▶ [EXTRACTED TEXT]:
------------------------------------------------

When the object is fed back a mixture of objects from different output devices is avoided and the objects are fed in accordance with a predetermined feed sequence among the output devices used for the first sorting run.
The sorting system, when an object passes through the sorting system in the second sorting pass, then executes the now described steps.
It determines the destination point identification of the object.
It groups all objects which are provided with the identifications of the same destination point into at least one stack in each case.
This grouping is undertaken such that each stack contains a number of objects and the objects of each stack at least partly overlap with each other.
If only one object or no object at all is to be transported to a destination point, the sorting system does not form any stack for this destination point.
The sorting system transports each stack formed in this way to one of the output devices and discharges the stack into the output device.

------------------------------------------------

▶ [SOURCE MATERIAL]:
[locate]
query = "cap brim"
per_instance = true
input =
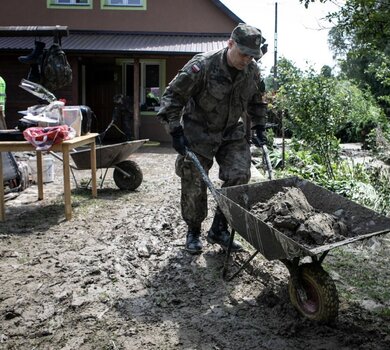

------------------------------------------------

▶ [REQUIREMENT]:
Print the passage on the sorting system above verbatim, from "The sorting system, when" up to and including "the output device.".

▶ [RESULT]:
The sorting system, when an object passes through the sorting system in the second sorting pass, then executes the now described steps.
It determines the destination point identification of the object.
It groups all objects which are provided with the identifications of the same destination point into at least one stack in each case.
This grouping is undertaken such that each stack contains a number of objects and the objects of each stack at least partly overlap with each other.
If only one object or no object at all is to be transported to a destination point, the sorting system does not form any stack for this destination point.
The sorting system transports each stack formed in this way to one of the output devices and discharges the stack into the output device.